Client Overview
The client is a leading financial institution participating in one of the world’s most ambitious central bank digital currency (CBDC) pilot programs. Operating blockchain validator nodes alongside enterprise-grade infrastructure, the institution plays a critical role in a nationally significant distributed ledger network designed to modernize interbank settlement and digital payments. With regulatory scrutiny and institutional counterparties depending on the integrity of this infrastructure, the security stakes extended well beyond the organization itself.
Key Security Challenges
The institution was operating blockchain validator nodes within a high-profile, government-backed DLT network where a single compromised node could undermine consensus integrity and erode trust across the entire ecosystem.
Enterprise IT infrastructure, including Active Directory, identity management, and network devices, was tightly integrated with blockchain operations, creating a complex attack surface that spanned both traditional and decentralized environments.
As a participant in a multi-party CBDC pilot, the client needed independent validation that its infrastructure met the security standards expected by regulators, central bank counterparts, and institutional peers before advancing to later pilot phases.
Halborn’s Solutions
Red Team Exercise: Conducted a full-scope adversarial simulation across the client’s blockchain and enterprise infrastructure, emulating real-world threat actors to identify exploitable weaknesses before an attacker could.

* _Short exercise A_: In the entries, change "black" to "dark" in the lines starting with the line containing "Where in the photo above do you see the black winter" and going on through the line containing "[323,244,407,409]". Give those lines again with all else unchanged.
The CBDC pilot text has no connection to the entries that follow it.

* _Exercise data_:
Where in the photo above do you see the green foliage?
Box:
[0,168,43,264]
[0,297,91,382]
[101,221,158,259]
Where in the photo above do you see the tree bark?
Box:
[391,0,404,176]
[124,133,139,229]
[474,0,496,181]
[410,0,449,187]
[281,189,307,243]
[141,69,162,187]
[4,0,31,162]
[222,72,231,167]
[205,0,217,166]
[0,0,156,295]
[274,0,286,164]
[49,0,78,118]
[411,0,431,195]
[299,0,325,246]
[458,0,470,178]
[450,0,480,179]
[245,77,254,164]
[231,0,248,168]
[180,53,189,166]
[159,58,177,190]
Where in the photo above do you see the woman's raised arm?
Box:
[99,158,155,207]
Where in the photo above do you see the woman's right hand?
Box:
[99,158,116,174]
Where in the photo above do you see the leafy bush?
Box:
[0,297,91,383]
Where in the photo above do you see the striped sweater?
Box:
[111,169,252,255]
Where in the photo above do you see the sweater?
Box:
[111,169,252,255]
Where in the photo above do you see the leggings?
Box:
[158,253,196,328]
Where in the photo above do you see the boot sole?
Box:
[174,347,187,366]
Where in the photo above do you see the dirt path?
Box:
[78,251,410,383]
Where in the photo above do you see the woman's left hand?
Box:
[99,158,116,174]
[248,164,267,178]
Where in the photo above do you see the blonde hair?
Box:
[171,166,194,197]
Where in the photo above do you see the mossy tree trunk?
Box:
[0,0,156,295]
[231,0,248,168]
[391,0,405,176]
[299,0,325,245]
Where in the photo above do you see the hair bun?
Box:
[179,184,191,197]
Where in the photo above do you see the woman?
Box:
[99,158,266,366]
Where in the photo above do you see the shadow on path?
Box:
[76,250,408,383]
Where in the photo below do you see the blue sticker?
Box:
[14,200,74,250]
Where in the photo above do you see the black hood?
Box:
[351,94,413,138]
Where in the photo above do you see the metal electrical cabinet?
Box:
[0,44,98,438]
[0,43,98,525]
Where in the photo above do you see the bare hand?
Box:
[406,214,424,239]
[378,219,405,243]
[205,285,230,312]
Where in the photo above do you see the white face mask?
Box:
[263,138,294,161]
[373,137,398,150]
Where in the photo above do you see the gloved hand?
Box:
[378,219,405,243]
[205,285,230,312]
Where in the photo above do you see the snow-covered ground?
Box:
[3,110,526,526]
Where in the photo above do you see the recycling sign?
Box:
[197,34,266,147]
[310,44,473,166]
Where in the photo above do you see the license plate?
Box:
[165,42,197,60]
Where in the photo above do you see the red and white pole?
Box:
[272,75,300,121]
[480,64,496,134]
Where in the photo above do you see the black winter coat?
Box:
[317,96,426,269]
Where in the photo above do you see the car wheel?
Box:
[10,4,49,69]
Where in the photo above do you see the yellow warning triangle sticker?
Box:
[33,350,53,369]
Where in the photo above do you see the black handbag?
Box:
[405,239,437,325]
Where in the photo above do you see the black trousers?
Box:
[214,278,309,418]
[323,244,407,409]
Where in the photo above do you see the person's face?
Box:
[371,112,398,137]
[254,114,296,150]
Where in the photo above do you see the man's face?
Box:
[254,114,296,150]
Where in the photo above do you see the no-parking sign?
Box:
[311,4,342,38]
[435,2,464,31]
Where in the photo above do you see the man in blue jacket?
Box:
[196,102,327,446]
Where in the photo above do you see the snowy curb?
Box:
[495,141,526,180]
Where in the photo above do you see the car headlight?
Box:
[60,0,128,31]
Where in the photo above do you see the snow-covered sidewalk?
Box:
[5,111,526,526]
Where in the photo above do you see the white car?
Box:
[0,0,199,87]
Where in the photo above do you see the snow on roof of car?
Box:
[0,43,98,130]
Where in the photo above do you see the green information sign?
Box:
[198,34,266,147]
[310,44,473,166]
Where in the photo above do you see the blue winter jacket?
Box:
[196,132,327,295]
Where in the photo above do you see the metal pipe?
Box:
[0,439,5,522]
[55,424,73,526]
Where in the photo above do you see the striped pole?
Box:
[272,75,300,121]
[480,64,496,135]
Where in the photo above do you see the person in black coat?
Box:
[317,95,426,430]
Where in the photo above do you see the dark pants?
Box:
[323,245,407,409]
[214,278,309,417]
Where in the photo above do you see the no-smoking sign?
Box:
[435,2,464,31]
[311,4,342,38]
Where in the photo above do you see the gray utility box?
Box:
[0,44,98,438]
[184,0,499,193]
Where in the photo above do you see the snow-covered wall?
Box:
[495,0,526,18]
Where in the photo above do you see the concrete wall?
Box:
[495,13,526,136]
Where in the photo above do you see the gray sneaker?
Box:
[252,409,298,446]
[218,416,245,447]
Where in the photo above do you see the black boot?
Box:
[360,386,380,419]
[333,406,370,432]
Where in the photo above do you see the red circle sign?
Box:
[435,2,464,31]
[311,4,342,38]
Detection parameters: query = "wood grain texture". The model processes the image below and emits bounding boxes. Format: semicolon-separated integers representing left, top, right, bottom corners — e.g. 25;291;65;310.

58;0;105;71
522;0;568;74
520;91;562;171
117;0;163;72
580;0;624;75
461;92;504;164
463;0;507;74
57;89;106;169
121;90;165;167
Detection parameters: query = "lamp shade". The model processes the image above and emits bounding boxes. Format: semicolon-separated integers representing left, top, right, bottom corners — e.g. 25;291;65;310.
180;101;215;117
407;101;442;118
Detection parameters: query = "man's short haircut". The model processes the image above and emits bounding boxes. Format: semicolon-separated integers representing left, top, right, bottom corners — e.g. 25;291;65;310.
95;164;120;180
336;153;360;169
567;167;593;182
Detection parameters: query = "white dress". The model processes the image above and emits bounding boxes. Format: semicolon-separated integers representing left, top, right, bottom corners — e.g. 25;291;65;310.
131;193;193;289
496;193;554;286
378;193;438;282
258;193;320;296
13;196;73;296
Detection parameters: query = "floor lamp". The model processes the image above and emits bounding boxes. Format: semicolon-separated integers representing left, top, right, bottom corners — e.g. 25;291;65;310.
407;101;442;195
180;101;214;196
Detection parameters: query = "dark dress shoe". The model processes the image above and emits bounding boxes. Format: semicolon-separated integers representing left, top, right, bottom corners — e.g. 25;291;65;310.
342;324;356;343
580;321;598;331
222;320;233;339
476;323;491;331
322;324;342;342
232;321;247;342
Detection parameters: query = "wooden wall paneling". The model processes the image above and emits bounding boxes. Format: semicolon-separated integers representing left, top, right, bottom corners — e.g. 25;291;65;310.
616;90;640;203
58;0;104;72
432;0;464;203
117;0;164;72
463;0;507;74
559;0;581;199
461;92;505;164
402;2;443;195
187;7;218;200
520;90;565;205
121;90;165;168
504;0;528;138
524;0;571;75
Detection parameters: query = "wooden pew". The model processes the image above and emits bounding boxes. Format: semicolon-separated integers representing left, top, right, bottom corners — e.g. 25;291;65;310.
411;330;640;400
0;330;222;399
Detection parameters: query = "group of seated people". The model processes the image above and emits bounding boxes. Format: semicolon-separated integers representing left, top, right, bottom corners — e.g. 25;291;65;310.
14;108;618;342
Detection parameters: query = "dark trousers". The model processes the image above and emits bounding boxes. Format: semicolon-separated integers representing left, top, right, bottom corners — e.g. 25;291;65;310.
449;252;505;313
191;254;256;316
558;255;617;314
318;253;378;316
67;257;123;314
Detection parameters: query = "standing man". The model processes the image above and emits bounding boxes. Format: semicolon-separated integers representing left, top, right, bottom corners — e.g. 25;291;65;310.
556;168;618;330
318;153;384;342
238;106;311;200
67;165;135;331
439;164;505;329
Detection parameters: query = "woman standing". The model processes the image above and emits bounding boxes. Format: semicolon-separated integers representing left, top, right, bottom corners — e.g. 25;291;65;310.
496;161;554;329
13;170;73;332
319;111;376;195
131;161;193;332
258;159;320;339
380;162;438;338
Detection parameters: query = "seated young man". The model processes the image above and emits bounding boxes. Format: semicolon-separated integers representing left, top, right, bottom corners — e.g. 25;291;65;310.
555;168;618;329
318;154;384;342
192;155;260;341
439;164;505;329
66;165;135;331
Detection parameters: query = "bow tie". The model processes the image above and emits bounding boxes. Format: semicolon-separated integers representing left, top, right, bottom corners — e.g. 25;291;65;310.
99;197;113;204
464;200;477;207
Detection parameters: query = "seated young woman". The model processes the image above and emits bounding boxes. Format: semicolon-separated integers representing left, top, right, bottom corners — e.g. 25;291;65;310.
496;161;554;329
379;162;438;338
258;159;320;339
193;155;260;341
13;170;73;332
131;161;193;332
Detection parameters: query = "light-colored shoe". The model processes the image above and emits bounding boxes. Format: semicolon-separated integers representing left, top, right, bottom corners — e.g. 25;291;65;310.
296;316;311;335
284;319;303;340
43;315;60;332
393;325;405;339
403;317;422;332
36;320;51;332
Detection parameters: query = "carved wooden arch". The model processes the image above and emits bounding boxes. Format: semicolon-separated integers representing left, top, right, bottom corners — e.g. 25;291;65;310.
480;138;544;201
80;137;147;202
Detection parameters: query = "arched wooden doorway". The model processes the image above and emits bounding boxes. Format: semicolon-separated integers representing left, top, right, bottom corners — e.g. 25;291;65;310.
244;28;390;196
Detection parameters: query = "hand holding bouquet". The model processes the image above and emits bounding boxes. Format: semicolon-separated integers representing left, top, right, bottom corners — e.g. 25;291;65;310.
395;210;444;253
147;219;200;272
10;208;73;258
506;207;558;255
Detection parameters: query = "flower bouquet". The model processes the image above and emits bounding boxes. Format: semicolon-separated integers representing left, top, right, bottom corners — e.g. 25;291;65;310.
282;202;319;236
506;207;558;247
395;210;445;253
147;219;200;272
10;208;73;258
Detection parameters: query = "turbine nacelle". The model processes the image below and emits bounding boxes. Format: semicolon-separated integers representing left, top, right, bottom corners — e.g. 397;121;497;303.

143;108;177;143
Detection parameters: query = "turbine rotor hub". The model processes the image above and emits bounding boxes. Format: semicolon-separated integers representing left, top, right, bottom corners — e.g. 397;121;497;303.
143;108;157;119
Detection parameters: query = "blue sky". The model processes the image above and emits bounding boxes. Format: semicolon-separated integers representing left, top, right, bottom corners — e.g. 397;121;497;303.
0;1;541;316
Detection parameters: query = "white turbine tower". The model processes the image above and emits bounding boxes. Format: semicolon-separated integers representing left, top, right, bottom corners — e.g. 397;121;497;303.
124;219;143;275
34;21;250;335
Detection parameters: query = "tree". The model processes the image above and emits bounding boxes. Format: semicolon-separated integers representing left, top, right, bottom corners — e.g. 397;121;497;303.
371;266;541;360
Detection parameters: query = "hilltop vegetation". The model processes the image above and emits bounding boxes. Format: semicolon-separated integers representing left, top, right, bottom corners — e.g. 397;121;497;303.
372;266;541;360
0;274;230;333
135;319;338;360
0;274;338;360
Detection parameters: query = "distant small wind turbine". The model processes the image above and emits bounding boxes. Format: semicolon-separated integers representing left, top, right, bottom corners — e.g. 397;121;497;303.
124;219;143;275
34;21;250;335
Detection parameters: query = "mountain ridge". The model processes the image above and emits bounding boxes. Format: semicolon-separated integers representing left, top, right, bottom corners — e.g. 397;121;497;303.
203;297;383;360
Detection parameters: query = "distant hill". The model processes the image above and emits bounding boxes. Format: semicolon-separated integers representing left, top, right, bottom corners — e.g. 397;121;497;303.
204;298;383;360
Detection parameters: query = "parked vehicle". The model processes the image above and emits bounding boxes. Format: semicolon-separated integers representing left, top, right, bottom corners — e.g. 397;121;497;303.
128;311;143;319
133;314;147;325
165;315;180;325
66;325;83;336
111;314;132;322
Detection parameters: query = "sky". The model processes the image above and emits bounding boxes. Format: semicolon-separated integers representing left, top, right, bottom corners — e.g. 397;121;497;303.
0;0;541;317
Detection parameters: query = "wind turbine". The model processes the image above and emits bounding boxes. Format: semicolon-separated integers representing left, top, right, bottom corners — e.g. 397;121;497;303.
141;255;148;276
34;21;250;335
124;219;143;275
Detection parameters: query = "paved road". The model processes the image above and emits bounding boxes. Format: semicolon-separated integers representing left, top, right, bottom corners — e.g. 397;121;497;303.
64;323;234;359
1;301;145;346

* _Short exercise B_: List the components of enterprise IT infrastructure that the CBDC pilot text names.

* _Correct response A_:
Where in the photo above do you see the dark winter coat?
Box:
[317,96,426,269]
Where in the photo above do you see the car wheel?
Box:
[10,4,49,69]
Where in the photo above do you see the yellow warning triangle sticker?
Box:
[33,350,53,369]
Where in the photo above do you see the dark handbag?
Box:
[405,239,437,325]
Where in the photo above do you see the dark trousers?
Box:
[214,278,309,418]
[323,244,407,409]

* _Correct response B_:
- Active Directory
- identity management
- network devices